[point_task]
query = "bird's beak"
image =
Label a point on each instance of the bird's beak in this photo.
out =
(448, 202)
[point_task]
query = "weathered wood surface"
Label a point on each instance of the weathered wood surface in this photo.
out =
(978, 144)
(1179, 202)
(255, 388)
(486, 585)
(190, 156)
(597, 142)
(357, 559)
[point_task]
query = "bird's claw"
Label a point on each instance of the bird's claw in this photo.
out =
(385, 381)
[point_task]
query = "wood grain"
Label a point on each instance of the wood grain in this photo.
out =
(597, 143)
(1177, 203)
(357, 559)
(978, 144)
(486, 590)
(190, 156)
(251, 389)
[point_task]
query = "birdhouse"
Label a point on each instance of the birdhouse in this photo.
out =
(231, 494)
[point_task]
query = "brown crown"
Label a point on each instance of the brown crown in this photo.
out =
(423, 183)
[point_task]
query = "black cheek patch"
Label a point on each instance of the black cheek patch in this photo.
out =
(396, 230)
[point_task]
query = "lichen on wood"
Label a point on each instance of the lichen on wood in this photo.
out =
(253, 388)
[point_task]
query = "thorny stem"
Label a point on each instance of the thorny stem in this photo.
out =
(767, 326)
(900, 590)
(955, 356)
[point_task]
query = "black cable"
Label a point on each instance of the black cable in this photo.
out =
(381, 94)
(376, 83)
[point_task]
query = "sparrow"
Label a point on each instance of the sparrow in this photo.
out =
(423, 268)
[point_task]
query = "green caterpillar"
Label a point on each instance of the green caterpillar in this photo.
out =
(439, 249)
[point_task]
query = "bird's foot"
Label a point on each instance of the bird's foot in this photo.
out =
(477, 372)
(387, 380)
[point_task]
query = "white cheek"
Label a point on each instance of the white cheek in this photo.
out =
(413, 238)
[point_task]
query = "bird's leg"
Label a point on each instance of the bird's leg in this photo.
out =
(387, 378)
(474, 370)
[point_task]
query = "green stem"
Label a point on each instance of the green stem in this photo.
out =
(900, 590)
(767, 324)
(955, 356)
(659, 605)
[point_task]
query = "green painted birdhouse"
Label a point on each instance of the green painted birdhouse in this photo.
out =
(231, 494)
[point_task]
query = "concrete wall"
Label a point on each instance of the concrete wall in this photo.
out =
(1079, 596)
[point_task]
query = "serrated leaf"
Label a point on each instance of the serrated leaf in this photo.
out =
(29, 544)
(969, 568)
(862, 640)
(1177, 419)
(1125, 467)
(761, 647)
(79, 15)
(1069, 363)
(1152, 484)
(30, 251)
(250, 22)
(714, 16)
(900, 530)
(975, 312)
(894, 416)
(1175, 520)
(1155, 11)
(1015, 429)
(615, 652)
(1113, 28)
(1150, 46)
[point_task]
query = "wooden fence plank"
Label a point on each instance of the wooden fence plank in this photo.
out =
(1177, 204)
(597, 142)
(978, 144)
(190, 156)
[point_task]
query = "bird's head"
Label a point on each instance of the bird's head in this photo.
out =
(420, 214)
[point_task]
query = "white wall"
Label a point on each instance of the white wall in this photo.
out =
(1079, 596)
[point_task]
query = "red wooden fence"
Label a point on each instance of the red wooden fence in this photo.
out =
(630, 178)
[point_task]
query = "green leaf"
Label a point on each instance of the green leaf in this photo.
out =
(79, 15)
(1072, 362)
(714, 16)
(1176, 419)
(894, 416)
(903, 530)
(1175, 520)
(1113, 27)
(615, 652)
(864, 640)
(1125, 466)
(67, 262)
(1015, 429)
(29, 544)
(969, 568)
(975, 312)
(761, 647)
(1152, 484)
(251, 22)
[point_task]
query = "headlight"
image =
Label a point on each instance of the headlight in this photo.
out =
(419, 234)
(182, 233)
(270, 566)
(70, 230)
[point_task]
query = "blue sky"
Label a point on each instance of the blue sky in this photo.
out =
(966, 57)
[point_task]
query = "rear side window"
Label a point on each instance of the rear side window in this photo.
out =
####
Write the material above out again, exactly as it reads.

▶ Solution to the problem
[point_task]
query = "bird's beak"
image =
Label a point on each instance of the bird's beak in this photo.
out =
(448, 202)
[point_task]
query = "weathered wood surface"
Label a point on each instance of the weathered wood surface in this photo.
out =
(978, 144)
(1179, 202)
(255, 388)
(486, 585)
(190, 156)
(597, 142)
(357, 559)
[point_task]
query = "bird's claw"
Label a point on each instance of the bird's claw in this photo.
out =
(385, 381)
[point_task]
query = "wood grain"
Label a point on each instance of the wood grain in this photo.
out =
(597, 143)
(1177, 203)
(357, 559)
(978, 144)
(486, 590)
(190, 156)
(251, 389)
[point_task]
query = "birdhouse"
Label a point on each instance of the birdhouse in this photo.
out =
(231, 494)
[point_task]
query = "brown crown"
Label a point on each instance of the brown crown in this photo.
out =
(423, 183)
[point_task]
query = "black cheek patch"
Label a point on each instance of the black cheek patch in this photo.
out =
(396, 230)
[point_task]
query = "lichen on wood"
Label a point on each instance of the lichen on wood in this photo.
out =
(253, 388)
[point_task]
query = "thorny stem"
Label a point on each instance of the thorny stem in this photo.
out =
(767, 326)
(900, 590)
(955, 356)
[point_task]
query = "black cable"
Label a point on each instance of the black cable in this photo.
out =
(381, 94)
(376, 83)
[point_task]
query = "sparrow"
Label a point on each instance of the sparrow in this photo.
out =
(423, 268)
[point_task]
query = "green caterpillar"
Label a point on each instance of the green caterpillar in this photo.
out =
(439, 249)
[point_task]
query = "bird's foot"
Label a point on each instance of the bird's foot in this photo.
out =
(477, 372)
(387, 380)
[point_task]
query = "white cheek"
Label a point on each instance of the white cheek in this photo.
out =
(413, 238)
[point_task]
query = "bird's leg"
Label a point on each instance of the bird's leg in this photo.
out =
(387, 378)
(474, 370)
[point_task]
query = "green stem"
Label a point on each instance of the green stem in this photo.
out =
(900, 590)
(767, 324)
(955, 356)
(659, 605)
[point_task]
query = "green painted birdhouse"
Label a point on each instance of the green painted birdhouse in this photo.
out =
(231, 494)
[point_task]
query = "concrete wall"
Label a point on each instance of the concrete wall in this photo.
out =
(1079, 596)
[point_task]
query = "serrated leaf"
Label a point on each instance of the serrated leaf in this photo.
out =
(29, 544)
(969, 568)
(862, 640)
(1177, 419)
(1125, 467)
(761, 647)
(79, 15)
(1069, 363)
(1152, 484)
(30, 251)
(250, 22)
(714, 16)
(900, 530)
(975, 312)
(894, 416)
(1175, 520)
(1155, 11)
(1015, 429)
(615, 652)
(1113, 28)
(1150, 46)
[point_task]
query = "wooden fence plank"
Label a point on each instance of the wooden fence plank in this photo.
out =
(1177, 204)
(597, 142)
(978, 144)
(190, 156)
[point_task]
query = "bird's head"
Label a point on each instance of the bird's head in this photo.
out =
(420, 214)
[point_task]
query = "white wall"
Label a point on each instance of the white wall in this photo.
out =
(1079, 596)
[point_task]
query = "red wooden fence"
Label a point on each instance of the red wooden fence in this photo.
out =
(630, 178)
[point_task]
query = "green leaf"
Label a point on each instance of the green leaf in this photo.
out =
(79, 15)
(1072, 362)
(714, 16)
(1176, 419)
(894, 416)
(903, 530)
(1175, 520)
(1113, 27)
(615, 652)
(864, 640)
(1125, 466)
(67, 262)
(1015, 429)
(29, 544)
(969, 568)
(975, 312)
(761, 647)
(1152, 484)
(251, 22)
[point_task]
query = "headlight"
image =
Label a point on each instance of the headlight in this photo.
out =
(419, 234)
(182, 233)
(270, 566)
(70, 230)
[point_task]
query = "blue sky"
Label a point on each instance of the blue sky in this photo.
out =
(966, 57)
[point_task]
query = "rear side window"
Label a point on each instance of the rear side window in this photo.
out =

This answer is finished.